FRAGMENTO PROPORCIONADO:
La pluma agil de epigmenio ibarra nos da materia para nalizar
Para mirar el presente me remito al pasado. De dónde si no es de la historia de sus propias luchas que puede la izquierda aprender, reinventarse, marcarse una ruta de victoria. Me remito al pasado que me tocó vivir, allá en El Sur, aquí muy cerca, más cerca de lo que imaginamos. Decíamos, a finales de los 80, con otro compañero que había vivido también todo el proceso y cuando las fuerzas guerrilleras del FMLN entraban desarmadas y triunfantes a San Salvador, luego de más de 15 años de guerra, que la izquierda había perdido sus sueños; la derecha, una porción importante de su realidad y el país había salido ganando.
No había dejo de amargura en nuestros dichos. Una emoción, una alegría indescriptible hacía que mi cámara registrara titubeante esas escenas. Nunca imaginé vivir para contarlo. Había visto pelear y morir a esos muchachos y no podía dejar de pensar que celebraban ese día una victoria que habían pagado con sangre y que transformaría para siempre la historia de ese pequeño y entrañable país. A punta de fusil habían obligado a su enemigo a sentarse en la mesa. A punta de sangre y heroísmo habían hecho a Washington aceptar y promover los acuerdos de paz. El poderoso compartía mesa y futuro con el desarrapado.
Ciertamente no se había doblegado totalmente al ejército gubernamental en el campo de batalla. No ondeaba la bandera roja sobre las ruinas humeantes de su cuartel general. En su puesto seguían los grandes jefes militares y en la presidencia Alfredo Cristiani. Sin embargo, gracias a los acuerdos de paz se había decretado la disolución de los batallones de reacción inmediata, de la policía de Hacienda, de la Guardia Nacional y en los hechos, el ejército, que había jugado un papel protagónico por más de cuatro décadas, regresaba avergonzado y disminuido a los cuarteles de donde jamás debió haber salido.
La oligarquía, por su parte, se quedaba sin su cuerpo de sicarios y aun conservando el poder económico acababa de comenzar a aprender, con sangre también, que el poder político no era ya su patrimonio exclusivo.
Si los combates hubieran proseguido y se hubieran intensificado —algo muy difícil de creer luego de más de 75 mil muertos, centenares de miles de refugiados internos y más de un millón de refugiados en Honduras, México y EU— hubiera sido materialmente imposible hacerle al ejército las más de 15 mil bajas que el FMLN le hizo de un plumazo al firmar esos acuerdos de paz.

Datos de localización de puntos
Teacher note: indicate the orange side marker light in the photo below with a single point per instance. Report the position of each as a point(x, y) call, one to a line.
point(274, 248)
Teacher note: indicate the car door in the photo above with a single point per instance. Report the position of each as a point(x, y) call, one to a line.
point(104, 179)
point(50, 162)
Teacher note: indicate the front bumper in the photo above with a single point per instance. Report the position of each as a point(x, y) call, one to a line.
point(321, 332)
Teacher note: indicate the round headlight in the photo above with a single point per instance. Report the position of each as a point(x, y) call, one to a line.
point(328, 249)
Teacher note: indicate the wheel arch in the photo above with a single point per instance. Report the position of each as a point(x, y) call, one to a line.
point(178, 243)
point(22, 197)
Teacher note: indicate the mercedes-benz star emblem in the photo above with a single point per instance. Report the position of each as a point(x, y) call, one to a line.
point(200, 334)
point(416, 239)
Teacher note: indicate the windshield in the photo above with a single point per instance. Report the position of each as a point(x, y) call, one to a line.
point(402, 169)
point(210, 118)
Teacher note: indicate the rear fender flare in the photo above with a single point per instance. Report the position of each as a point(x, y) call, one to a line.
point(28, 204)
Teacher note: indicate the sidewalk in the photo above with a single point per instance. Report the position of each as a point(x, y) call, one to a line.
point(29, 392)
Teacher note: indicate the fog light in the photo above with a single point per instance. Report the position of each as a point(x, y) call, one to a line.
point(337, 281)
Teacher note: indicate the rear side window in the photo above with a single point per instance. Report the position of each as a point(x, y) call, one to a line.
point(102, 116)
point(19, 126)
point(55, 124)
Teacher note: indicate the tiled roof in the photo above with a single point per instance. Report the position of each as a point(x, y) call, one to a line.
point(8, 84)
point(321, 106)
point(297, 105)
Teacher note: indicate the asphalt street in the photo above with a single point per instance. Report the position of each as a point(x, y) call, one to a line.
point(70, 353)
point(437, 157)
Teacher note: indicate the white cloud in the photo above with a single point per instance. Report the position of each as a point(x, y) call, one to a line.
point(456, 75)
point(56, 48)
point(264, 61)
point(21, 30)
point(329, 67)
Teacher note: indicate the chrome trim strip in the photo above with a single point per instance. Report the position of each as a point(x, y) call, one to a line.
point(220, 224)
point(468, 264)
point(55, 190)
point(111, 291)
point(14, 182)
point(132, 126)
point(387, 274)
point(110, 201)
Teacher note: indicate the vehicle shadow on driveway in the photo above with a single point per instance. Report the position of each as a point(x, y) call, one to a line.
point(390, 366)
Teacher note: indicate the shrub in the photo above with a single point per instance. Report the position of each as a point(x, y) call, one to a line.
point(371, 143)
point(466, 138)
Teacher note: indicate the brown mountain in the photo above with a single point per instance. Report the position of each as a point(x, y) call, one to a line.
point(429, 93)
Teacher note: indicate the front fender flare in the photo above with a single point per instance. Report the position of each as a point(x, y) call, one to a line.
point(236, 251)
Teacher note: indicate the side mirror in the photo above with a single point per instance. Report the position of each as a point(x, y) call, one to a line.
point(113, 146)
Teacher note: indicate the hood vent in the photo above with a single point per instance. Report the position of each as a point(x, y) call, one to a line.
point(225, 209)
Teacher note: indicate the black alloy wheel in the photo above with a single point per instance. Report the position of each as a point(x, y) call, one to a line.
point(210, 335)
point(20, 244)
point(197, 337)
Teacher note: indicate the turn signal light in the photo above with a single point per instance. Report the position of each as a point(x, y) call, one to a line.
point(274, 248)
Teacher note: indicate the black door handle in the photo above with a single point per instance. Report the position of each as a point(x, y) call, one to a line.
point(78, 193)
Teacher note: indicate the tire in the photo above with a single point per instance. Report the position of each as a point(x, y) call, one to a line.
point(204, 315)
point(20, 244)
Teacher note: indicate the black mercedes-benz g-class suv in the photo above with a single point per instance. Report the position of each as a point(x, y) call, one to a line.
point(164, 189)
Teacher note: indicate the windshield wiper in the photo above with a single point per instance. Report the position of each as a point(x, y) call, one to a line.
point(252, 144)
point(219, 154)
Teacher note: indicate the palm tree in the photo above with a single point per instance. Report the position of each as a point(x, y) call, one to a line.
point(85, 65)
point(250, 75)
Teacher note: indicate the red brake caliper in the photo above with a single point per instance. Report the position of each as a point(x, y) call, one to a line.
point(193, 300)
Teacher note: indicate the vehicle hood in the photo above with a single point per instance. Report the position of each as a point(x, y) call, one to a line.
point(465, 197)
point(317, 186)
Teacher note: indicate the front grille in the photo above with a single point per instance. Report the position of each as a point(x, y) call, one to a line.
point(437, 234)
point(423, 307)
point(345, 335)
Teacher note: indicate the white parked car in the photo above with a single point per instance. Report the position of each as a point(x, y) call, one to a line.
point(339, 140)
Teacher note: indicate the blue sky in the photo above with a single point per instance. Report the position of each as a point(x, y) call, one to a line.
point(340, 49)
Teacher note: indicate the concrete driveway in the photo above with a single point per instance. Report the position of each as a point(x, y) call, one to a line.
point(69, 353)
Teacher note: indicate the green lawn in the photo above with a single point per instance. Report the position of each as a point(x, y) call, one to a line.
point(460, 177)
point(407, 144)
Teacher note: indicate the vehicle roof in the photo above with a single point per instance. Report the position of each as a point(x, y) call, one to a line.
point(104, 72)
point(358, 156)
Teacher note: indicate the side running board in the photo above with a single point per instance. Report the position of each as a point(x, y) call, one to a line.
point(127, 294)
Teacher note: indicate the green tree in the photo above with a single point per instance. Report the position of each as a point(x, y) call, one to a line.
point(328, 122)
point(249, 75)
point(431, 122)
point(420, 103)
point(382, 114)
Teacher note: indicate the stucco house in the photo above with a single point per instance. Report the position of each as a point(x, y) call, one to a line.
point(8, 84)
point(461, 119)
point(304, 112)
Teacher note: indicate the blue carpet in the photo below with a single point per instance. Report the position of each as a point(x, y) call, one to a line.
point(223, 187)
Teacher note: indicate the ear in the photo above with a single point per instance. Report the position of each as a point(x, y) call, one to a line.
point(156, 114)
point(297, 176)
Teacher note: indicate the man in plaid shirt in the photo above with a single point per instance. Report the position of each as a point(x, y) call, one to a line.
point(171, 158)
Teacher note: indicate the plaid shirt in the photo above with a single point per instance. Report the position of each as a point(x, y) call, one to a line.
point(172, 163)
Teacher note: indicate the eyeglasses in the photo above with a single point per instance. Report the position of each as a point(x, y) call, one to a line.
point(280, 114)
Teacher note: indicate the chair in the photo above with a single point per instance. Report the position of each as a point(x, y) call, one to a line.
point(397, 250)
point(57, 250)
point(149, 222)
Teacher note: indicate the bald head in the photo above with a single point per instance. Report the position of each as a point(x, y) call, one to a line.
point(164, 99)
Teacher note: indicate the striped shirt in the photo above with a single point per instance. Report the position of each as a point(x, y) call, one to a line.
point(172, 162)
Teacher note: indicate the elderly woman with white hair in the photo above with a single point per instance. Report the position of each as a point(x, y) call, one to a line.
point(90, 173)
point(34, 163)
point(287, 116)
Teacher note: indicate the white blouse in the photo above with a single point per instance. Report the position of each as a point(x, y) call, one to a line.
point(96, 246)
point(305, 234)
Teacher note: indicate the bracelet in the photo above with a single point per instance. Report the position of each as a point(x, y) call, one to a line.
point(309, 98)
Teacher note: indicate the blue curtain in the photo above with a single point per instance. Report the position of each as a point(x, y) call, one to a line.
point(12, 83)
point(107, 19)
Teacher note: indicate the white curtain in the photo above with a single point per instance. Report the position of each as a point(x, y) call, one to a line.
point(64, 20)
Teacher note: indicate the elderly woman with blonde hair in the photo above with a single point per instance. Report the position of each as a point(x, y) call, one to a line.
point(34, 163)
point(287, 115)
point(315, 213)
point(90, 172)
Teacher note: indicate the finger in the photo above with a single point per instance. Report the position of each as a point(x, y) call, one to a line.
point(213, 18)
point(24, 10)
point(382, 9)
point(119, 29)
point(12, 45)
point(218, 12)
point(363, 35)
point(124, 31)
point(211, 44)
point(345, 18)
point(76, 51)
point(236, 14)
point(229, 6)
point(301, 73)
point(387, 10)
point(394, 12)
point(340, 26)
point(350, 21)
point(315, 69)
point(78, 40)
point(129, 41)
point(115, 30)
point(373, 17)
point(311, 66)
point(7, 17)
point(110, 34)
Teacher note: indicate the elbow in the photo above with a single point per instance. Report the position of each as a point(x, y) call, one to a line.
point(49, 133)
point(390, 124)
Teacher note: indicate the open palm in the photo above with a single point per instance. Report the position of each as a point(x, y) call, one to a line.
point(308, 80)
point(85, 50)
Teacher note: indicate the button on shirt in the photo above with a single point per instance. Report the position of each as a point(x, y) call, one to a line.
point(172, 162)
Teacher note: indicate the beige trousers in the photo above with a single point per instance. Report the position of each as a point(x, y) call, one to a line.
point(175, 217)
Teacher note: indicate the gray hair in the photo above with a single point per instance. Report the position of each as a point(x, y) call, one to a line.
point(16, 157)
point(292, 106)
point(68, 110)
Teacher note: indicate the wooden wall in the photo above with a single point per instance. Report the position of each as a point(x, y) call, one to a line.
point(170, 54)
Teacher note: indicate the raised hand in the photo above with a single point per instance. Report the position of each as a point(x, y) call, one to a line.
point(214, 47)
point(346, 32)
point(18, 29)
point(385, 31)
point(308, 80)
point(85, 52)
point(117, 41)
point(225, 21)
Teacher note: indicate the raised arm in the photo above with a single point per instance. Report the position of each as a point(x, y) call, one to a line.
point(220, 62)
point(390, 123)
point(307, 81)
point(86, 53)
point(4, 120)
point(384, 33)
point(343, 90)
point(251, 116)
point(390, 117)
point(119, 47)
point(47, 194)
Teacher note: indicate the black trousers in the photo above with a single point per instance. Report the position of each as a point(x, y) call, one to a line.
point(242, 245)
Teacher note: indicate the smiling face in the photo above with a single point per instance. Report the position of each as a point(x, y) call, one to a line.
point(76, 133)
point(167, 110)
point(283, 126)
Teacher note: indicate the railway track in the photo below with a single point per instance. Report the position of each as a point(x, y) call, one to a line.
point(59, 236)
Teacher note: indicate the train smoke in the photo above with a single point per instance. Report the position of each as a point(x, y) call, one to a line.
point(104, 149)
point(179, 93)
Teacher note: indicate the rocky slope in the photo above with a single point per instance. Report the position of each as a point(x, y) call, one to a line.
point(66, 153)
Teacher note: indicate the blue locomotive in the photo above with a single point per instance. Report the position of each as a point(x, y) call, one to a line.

EJERCICIOS PROPUESTOS:
A: En el texto sobre los acuerdos de paz en El Salvador, ¿quién seguía en la presidencia cuando se firmaron?
B: Prolonga el texto sobre los acuerdos de paz en El Salvador a partir de su última oración.

RESPUESTAS:
A: Alfredo Cristiani.

B:
Quizás un colapso del ejército gubernamental, en la capital y en el oriente, mismo que estuvo cercano en la ofensiva de noviembre del 89, hubiera provocado la división del país, arrastrándolo a una guerra aun más larga y sangrienta. Así sucedió en Nicaragua. Faltó guerra revolucionaria que librar; la caída de Somoza incubó de inmediato la contrarrevolución. Las fuerzas de la Guardia Nacional estaban, cuando el dictador huyó, prácticamente intactas. Abandonaron el país sólo para ser pertrechadas por los Estados Unidos y para desgastar y desvirtuar —el enfrentamiento constante produce agotamiento, enfermedades sociales, corrupción— un proyecto revolucionario que en su momento conmocionó a América Latina.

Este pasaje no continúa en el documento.